TEXTE DU DOCUMENT:
**********
Chère Catherine Muller
Comme vous le dîtes d’emblée, quelle idée bizarre de vouloir associer Freud et Napoléon ! Idée incongrue même, tant les représentations communes de ces deux personnages semblent à l’opposé l’une de l’autre.
Avec cette conjonction « et » qui les lie si étroitement dans le titre, avec ce « fraternel » du sous-titre, vous suscitez une interrogation étrange, inquiétante même : ces deux-là qu’un siècle sépare se seraient-ils rencontrés en un quelque part que ma raison ne peut imaginer ?
L’idée de ce rapprochement vous est venue, dites-vous, au retour d’une visite au Freud Muséum à Londres. Au cours de ce retour vous vous êtes souvenue d‘une lettre écrite par Freud à Thomas Mann le 29 novembre 1936, qui désigne Napoléon comme l’homme, s’il en est un, animé par le fantasme de Joseph, le personnage biblique. C’est le point de départ de votre enquête.
Car c’est bien d’une enquête qu’il s’agit. Passionnante, entraînante, elle se lit comme un roman policier. Elle nous invite dans l’histoire intime de Napoléon et nous fait découvrir un univers de passions qui nous était masqué par l’éclat dont l’histoire de France, la grande Histoire, a voulu le parer et l’a inscrit dans l’imaginaire national.
Elle nous entraîne aussi vers d’autres horizons, qui font de votre livre bien autre chose qu’un livre d’histoire. C’est un livre que traverse la passion de l’énigme, passion freudienne dont vous êtes familière.
Tout part donc de cette lettre à Thomas Mann. Freud écrit qu’elle lui a été inspirée par la récente visite que l’écrivain lui a rendu à l’occasion de son 80ème anniversaire et par la lecture du 3ème volume de son roman « Joseph et ses frères ».
Comme une façon de le remercier, de dialoguer encore avec lui, Freud écrit que cette lecture lui a donné l’occasion d’une construction. « Pas une tentatives très sérieuse », nuance-t-il avec une modestie qui lui ressemble peu, mais quelque chose qui a pour lui « un certain attrait, comme un claquement de fouet pour l’ancien charretier ».
**********
LISTE DES LIGNES:
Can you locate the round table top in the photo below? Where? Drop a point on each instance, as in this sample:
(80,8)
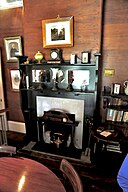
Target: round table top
(26,175)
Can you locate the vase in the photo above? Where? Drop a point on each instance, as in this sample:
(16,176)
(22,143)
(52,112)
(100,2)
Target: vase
(38,56)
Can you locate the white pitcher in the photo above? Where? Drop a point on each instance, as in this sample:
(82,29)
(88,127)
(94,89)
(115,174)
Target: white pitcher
(126,87)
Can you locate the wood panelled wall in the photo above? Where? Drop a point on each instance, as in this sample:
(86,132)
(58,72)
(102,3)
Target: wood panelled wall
(87,36)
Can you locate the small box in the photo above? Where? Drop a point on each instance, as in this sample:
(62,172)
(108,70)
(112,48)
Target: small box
(85,57)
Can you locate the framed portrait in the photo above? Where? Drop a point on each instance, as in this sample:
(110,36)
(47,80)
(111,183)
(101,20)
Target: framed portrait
(13,48)
(57,32)
(116,88)
(11,4)
(15,79)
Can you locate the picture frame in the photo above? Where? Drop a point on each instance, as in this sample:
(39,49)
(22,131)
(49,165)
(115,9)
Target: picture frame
(15,79)
(57,32)
(116,88)
(13,48)
(11,4)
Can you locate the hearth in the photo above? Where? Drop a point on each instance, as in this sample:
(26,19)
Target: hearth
(56,133)
(54,113)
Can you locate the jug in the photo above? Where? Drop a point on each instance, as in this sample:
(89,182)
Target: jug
(126,87)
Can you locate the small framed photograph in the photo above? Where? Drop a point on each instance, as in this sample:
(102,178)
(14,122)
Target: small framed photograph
(57,32)
(116,88)
(85,57)
(15,79)
(13,48)
(11,4)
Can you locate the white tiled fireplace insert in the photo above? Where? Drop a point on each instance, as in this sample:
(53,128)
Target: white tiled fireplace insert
(73,106)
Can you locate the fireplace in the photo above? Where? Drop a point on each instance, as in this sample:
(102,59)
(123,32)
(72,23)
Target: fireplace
(68,106)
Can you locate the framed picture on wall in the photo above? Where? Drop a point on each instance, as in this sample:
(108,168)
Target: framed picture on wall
(13,48)
(116,88)
(15,79)
(57,32)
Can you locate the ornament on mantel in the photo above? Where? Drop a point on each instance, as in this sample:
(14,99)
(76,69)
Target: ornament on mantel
(38,56)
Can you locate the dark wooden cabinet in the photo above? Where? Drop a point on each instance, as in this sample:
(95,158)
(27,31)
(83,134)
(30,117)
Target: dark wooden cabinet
(78,81)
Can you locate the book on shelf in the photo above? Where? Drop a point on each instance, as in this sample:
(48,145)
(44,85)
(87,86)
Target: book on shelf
(125,116)
(114,115)
(111,114)
(119,116)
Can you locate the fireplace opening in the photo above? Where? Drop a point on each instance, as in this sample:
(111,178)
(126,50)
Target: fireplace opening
(60,126)
(56,134)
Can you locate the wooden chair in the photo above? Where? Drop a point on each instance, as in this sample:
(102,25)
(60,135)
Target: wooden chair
(73,177)
(8,150)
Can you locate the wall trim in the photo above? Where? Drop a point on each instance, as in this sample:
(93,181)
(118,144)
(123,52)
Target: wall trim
(16,126)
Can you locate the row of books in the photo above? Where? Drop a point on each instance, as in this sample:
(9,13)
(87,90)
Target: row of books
(117,102)
(119,116)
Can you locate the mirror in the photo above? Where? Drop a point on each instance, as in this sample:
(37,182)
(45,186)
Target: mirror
(79,79)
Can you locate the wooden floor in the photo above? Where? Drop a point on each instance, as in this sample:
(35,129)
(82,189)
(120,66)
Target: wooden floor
(95,178)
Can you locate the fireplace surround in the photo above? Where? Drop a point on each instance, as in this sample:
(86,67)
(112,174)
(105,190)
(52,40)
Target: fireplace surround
(38,97)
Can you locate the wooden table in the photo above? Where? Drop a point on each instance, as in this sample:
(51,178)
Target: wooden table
(25,175)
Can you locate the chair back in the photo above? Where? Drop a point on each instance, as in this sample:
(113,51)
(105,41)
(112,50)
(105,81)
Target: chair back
(69,171)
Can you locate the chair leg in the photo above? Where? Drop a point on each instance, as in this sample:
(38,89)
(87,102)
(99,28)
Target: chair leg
(3,131)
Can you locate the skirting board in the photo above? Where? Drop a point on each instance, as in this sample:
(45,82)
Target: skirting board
(16,126)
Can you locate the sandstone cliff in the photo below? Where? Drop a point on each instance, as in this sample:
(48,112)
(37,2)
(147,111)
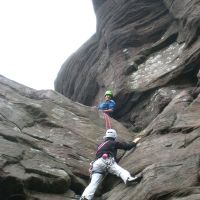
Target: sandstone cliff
(147,52)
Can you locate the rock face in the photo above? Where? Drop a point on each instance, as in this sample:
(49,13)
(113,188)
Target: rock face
(147,52)
(46,143)
(143,50)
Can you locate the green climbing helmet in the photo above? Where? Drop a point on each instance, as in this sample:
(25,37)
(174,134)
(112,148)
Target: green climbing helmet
(109,93)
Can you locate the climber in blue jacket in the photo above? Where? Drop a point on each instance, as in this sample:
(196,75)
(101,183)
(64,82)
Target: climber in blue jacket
(108,105)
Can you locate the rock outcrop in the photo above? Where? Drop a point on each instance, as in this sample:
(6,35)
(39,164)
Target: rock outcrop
(148,53)
(141,50)
(46,143)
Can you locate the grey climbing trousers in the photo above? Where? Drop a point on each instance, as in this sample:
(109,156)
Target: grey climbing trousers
(100,167)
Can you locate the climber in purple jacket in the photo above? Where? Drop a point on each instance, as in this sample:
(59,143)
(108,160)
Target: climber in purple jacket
(108,105)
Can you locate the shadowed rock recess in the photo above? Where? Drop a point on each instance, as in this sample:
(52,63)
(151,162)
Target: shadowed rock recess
(148,53)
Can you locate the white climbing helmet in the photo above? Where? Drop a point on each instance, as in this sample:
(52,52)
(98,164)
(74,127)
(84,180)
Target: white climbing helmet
(110,133)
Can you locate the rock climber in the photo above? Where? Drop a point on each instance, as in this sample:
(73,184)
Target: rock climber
(108,105)
(105,162)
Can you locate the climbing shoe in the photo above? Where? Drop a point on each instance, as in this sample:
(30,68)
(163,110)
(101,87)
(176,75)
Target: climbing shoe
(135,179)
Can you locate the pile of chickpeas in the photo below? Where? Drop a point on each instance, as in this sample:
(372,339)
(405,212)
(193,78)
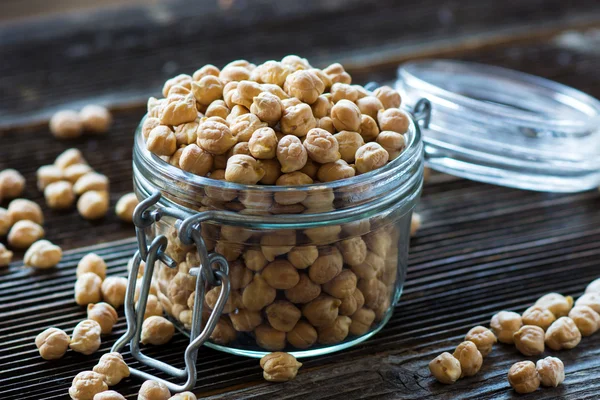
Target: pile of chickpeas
(554,321)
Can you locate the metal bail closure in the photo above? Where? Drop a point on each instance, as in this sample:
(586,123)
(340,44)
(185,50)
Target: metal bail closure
(190,231)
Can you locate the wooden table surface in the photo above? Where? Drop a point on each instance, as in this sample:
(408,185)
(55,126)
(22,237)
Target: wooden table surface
(482,248)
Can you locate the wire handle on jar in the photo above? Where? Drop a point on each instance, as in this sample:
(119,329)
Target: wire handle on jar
(189,230)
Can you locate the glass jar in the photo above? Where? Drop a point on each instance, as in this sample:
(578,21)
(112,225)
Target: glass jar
(312,269)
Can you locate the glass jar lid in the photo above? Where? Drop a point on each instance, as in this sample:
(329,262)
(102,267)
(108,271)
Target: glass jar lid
(505,127)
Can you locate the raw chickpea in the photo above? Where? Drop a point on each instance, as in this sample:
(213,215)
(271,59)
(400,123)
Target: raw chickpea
(469,357)
(95,118)
(505,324)
(529,340)
(291,154)
(362,320)
(368,128)
(59,195)
(336,332)
(104,314)
(369,105)
(370,156)
(66,124)
(303,336)
(563,334)
(304,291)
(337,73)
(349,142)
(342,285)
(243,169)
(551,371)
(86,337)
(483,338)
(86,385)
(258,294)
(322,311)
(538,316)
(161,141)
(245,320)
(113,290)
(88,289)
(22,209)
(392,142)
(113,367)
(334,171)
(52,343)
(157,331)
(92,263)
(42,254)
(327,266)
(586,319)
(346,116)
(445,368)
(206,70)
(269,338)
(304,85)
(215,137)
(152,390)
(24,233)
(267,107)
(297,120)
(283,315)
(93,204)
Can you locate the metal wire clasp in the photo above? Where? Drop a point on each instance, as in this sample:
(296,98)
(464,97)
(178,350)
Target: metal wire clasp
(212,271)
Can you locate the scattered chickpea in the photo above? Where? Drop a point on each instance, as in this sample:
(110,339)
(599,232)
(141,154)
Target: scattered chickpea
(523,377)
(551,371)
(52,343)
(42,254)
(445,368)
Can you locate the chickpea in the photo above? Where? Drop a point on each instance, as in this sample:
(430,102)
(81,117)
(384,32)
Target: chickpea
**********
TÂCHES:
**A)** Dans le texte sur Freud et Napoléon, à quelle date Freud a-t-il écrit sa lettre à Thomas Mann ?
**B)** Résumez sous forme de liste, s'il vous plaît, le paragraphe du texte sur Freud et Napoléon qui commence par « L’idée de ce rapprochement », en conservant ses faits principaux.

RÉPONSES DONNÉES:
**A)** Le 29 novembre 1936.

**B)**
- L’idée du rapprochement est venue au retour d’une visite au Freud Museum à Londres.
- À ce moment-là revient le souvenir d’une lettre de Freud à Thomas Mann datée du 29 novembre 1936.
- Dans cette lettre, Freud désigne Napoléon comme l’homme animé par le fantasme de Joseph, le personnage biblique.
- Cette lettre est le point de départ de l’enquête.